» **Excerpted passage**
*-*-*

As a Certified Personal Trainer and Pre and Postnatal Fitness coach, I recommend the RPE (Rate of Perceived Exertion) scale when measuring the intensity of your workout. The RPE scale ranges from a scale of 0 to 10, with the range of numbers relating to how easy or difficult a particular exercise is. For example, an RPE of 0 would represent how you feel when sitting in a chair - obviously incredibly easy with no physical exertion at all; while an RPE of 10 is how you'd feel after doing something incredibly difficult with little to no additional energy left for more exertion. I recommend training in the RPE range of 6-7 range.
Now, this can be hard to gauge. If you're like me and do better with more concrete numbers and guidelines, you could also use the RIR scale, which stands for "reps in reserve". This measures the intensity of a lift by describing how many more repetitions you could perform before technical failure (aka the inability to perform the lift with good form or reaching failure). This is a similar 10 point scale but the numbers ranging from 0-10 represent how many reps you have "left in the tank" before this failure is reached. I recommend training in the 2-3 range, meaning if you absolutely had to, you could still busy out an additional 2-3 reps before failing.

*-*-*

» **Task objective**
Continue the passage on the RPE and RIR scales for workout intensity, picking up after its final sentence.

» **Data supplied**
*-*-*

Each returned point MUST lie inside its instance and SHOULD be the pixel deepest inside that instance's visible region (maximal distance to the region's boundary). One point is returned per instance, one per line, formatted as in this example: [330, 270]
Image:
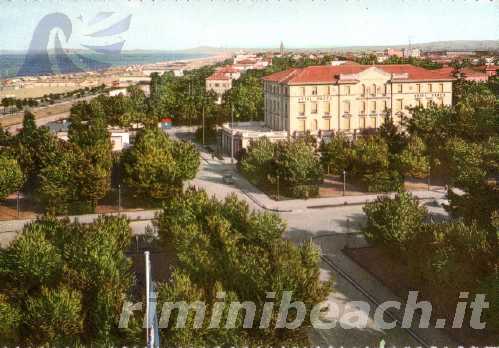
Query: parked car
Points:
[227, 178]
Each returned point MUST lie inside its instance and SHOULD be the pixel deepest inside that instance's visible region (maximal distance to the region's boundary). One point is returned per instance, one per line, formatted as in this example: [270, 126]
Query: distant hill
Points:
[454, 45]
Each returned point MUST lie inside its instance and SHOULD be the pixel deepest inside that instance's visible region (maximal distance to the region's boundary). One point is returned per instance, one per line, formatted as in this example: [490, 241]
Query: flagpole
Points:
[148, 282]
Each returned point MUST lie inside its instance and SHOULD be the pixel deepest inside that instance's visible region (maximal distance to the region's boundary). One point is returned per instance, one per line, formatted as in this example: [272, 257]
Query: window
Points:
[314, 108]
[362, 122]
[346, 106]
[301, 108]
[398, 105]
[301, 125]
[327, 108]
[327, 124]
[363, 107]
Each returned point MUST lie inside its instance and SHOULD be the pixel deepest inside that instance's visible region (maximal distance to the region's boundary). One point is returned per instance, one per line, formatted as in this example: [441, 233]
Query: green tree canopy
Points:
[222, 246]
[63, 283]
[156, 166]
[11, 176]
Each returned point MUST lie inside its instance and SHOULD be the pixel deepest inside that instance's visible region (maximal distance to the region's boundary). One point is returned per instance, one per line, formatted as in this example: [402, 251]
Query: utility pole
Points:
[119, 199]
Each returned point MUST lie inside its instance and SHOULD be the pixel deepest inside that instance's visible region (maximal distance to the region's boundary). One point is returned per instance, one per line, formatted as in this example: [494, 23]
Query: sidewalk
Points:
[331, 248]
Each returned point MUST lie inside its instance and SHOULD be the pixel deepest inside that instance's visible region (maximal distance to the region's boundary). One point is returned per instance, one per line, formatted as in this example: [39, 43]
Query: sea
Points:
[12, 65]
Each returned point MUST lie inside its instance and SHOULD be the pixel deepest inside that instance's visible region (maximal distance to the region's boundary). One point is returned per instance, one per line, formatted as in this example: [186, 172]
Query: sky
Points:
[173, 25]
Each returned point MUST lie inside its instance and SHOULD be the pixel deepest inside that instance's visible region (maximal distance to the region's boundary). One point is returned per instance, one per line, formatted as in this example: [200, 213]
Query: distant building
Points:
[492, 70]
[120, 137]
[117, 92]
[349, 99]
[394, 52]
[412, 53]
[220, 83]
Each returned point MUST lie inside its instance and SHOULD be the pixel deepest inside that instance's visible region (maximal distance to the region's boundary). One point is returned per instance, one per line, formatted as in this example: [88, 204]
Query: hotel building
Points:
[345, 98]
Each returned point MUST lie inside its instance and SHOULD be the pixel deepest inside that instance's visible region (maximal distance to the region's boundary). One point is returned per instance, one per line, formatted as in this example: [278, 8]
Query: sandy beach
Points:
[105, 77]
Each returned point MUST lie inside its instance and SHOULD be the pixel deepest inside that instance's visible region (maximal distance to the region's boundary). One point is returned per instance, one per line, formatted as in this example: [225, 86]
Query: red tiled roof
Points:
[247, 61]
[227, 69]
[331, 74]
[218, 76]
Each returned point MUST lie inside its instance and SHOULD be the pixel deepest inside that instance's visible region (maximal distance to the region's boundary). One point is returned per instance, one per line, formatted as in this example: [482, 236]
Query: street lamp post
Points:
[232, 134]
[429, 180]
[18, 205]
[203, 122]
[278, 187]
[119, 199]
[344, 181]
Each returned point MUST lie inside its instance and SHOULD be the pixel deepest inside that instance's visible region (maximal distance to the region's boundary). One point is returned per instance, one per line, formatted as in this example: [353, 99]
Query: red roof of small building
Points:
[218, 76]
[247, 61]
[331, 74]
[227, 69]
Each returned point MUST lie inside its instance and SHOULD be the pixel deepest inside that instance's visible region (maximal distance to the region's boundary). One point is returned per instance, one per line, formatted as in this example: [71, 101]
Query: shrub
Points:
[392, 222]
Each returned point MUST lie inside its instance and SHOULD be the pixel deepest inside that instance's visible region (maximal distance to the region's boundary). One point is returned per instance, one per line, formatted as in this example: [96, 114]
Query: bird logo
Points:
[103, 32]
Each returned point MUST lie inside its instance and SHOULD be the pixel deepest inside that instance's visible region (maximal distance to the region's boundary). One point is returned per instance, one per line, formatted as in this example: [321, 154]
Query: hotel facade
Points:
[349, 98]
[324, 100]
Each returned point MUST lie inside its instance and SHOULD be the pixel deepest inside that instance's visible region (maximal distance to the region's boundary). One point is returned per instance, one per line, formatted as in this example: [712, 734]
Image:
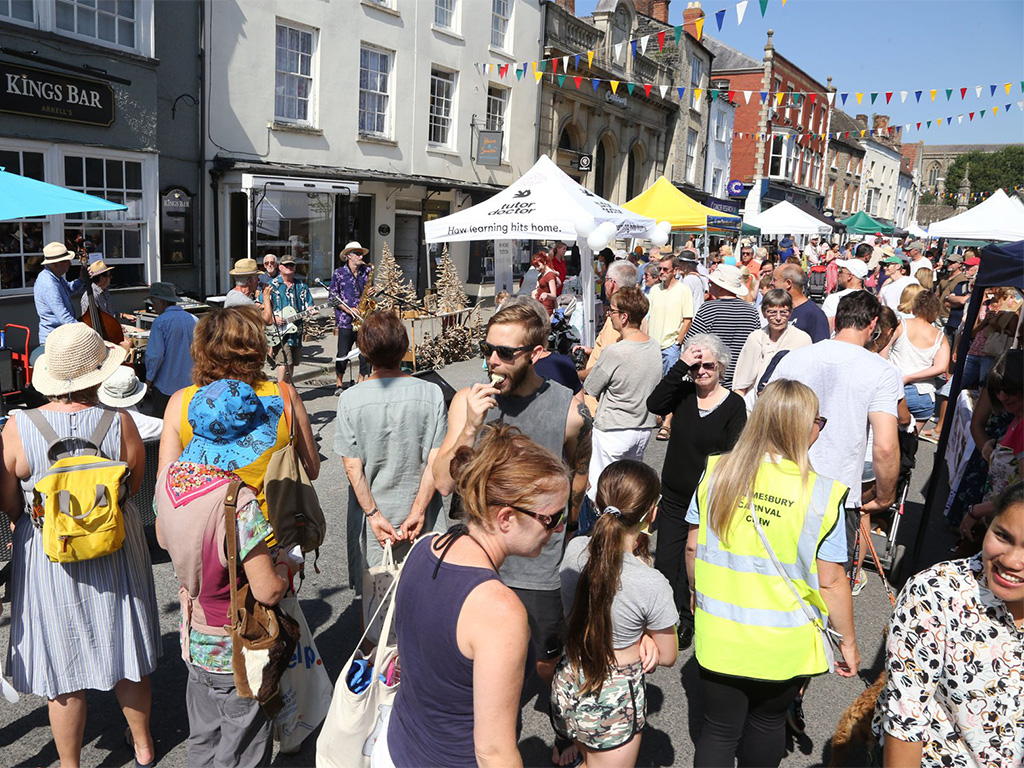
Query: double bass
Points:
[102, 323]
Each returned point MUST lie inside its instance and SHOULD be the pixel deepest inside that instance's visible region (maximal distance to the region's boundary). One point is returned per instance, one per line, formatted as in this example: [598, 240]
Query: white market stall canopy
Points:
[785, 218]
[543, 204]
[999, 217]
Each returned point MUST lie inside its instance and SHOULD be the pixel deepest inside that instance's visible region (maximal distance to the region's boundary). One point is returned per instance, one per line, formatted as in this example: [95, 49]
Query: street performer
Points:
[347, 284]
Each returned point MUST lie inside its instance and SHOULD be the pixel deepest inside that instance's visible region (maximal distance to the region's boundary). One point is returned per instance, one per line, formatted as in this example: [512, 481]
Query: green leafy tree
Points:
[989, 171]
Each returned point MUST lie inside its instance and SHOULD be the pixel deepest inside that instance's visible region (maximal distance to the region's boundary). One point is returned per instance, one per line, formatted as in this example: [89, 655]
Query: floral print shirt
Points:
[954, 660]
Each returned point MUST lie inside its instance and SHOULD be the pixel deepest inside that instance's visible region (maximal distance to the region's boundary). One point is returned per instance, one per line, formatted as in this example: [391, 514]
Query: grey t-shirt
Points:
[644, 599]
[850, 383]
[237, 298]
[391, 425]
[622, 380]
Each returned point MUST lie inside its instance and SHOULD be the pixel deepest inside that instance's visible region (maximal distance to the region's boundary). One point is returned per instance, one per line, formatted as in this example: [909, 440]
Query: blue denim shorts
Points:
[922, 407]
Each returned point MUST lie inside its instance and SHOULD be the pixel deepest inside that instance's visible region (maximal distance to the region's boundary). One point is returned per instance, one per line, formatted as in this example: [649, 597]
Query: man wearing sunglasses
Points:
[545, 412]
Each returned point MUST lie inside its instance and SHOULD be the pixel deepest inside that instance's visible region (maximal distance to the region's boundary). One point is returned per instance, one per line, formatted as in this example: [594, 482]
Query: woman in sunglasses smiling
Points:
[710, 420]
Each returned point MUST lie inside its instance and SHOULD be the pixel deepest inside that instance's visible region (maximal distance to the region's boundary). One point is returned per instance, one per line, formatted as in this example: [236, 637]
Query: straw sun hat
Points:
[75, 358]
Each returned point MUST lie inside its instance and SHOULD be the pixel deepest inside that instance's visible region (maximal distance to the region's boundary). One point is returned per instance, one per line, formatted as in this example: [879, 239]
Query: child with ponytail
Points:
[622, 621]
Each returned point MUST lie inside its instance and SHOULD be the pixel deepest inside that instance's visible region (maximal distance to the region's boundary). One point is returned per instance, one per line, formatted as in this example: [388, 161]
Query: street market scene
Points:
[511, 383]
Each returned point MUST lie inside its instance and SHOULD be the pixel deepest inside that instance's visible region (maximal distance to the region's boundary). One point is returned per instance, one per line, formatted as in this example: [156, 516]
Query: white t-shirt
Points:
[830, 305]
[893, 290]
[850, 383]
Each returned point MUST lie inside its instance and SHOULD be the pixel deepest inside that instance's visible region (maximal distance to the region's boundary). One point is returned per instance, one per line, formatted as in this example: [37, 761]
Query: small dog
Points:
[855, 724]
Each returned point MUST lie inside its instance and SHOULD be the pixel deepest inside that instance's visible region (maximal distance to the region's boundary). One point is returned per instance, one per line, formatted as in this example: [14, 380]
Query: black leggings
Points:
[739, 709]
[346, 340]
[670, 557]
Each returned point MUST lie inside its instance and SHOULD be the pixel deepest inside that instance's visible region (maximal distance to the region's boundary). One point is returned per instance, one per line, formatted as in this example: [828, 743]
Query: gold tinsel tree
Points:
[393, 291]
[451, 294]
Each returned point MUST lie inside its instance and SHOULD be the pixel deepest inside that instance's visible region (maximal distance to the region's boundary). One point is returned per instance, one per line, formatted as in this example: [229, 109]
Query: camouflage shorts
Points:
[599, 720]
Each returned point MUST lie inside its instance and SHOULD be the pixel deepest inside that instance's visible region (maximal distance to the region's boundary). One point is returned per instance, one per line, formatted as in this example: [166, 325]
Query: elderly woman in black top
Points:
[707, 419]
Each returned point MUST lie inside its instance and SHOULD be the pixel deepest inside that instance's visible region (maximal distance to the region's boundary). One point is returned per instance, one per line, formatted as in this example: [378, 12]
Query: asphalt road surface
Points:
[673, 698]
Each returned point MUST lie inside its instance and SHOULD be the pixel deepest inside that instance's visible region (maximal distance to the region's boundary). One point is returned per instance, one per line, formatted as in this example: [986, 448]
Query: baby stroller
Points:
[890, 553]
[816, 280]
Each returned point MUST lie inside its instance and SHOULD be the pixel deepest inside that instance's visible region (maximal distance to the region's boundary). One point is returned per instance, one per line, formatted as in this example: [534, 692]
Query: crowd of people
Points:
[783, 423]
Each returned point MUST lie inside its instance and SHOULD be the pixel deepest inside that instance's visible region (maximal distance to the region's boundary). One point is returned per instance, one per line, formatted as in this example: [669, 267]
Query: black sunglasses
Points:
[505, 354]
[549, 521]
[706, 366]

*-*-*

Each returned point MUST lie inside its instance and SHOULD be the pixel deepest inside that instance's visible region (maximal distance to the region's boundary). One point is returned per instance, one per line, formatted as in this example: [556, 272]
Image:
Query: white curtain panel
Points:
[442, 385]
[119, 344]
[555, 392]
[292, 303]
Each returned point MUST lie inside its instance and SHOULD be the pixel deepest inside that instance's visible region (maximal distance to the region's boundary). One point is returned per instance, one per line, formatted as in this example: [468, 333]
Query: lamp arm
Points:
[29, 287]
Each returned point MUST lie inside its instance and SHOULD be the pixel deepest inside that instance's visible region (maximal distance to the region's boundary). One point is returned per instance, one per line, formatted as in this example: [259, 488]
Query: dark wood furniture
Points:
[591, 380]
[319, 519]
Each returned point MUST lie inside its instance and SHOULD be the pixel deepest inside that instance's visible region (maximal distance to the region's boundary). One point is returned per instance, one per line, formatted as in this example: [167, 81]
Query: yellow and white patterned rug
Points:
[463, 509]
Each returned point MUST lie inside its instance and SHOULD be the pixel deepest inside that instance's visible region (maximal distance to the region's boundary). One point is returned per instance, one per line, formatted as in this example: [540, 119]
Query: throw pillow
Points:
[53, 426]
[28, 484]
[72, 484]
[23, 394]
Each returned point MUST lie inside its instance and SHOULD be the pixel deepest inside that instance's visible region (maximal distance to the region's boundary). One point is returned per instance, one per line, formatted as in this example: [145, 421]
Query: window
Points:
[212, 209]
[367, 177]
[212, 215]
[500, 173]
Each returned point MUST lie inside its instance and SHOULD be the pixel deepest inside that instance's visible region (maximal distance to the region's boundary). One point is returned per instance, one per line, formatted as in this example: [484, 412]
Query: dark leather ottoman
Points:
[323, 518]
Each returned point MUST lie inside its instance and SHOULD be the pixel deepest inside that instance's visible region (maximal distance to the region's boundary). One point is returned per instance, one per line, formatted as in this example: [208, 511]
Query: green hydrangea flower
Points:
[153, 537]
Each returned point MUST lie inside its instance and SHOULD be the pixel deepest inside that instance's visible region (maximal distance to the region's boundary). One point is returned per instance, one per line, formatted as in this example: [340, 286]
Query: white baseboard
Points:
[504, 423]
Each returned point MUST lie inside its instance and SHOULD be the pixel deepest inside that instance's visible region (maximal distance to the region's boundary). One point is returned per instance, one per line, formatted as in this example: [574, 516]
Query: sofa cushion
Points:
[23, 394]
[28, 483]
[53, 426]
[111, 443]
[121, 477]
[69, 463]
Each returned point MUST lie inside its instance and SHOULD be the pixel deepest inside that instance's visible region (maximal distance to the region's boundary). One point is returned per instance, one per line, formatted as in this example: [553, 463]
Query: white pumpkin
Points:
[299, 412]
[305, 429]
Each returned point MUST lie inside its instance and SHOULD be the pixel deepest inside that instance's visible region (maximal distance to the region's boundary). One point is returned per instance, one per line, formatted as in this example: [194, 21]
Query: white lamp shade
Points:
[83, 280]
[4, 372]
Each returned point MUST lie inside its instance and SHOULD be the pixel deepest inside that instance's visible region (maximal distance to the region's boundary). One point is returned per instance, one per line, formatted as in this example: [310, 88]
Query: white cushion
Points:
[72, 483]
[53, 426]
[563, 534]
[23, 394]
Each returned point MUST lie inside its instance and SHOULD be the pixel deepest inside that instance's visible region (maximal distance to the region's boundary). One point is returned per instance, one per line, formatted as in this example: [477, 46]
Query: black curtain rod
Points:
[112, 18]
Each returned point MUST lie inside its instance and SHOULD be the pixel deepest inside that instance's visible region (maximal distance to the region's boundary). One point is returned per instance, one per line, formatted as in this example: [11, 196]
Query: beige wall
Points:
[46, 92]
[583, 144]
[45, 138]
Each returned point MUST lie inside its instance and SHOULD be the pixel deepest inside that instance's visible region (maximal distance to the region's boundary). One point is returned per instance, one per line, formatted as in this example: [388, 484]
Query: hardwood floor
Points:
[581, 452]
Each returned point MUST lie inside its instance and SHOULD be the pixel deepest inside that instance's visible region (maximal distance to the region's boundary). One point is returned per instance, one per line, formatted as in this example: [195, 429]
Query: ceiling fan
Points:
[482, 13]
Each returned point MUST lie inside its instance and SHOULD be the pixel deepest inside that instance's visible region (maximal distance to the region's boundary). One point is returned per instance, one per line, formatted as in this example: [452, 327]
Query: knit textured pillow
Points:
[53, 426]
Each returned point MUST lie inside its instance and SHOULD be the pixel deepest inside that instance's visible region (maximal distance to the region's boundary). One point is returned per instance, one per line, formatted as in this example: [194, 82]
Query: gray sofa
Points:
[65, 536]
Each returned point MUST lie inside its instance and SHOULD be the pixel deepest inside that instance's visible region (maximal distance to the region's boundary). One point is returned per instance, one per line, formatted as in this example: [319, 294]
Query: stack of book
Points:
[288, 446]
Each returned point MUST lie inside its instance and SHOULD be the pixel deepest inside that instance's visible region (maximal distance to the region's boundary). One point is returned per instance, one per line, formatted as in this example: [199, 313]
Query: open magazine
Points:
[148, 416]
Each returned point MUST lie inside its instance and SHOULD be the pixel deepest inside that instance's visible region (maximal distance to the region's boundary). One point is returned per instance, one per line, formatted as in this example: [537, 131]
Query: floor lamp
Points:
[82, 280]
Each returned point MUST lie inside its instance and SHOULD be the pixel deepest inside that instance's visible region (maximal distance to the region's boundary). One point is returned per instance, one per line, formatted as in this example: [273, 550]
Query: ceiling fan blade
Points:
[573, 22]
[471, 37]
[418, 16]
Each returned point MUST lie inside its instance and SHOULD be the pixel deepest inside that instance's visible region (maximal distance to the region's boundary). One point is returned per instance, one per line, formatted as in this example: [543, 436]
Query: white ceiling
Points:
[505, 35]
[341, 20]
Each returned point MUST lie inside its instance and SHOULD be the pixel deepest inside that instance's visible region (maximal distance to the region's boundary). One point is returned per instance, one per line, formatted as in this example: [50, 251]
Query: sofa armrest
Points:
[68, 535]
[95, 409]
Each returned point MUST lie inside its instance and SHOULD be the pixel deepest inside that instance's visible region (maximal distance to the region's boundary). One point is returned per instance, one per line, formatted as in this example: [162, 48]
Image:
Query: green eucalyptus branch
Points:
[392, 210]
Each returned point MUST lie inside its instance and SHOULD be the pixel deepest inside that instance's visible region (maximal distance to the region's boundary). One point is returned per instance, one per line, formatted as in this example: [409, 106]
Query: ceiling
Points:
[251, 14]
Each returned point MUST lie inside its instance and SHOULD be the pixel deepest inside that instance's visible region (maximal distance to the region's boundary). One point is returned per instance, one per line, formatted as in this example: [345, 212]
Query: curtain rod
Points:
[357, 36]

*-*-*

» **Answer below**
Here are some additional ways you can assess if you're lifting heavy/working out hard enough:
- If you are prescribed 10 reps for bicep curls, and you can fly through all 10 reps no problem, the weight is too light.
- If you can maintain a normal conversation for all 10 reps, the weight is too light.
- If you don't need a 30-120 second rest (depending on the exercise) after a set, the weight is too light.
On the other hand,
- If you have to take multiple breaks throughout the 10 reps, the weight is too heavy.
- If you are sacrificing form and/or you end up recruiting other muscle groups to execute the exercise, the weight is too heavy.
- If you can't get the full range of motion for the particular exercise due to weight, the weight is too heavy.
Hope this helps!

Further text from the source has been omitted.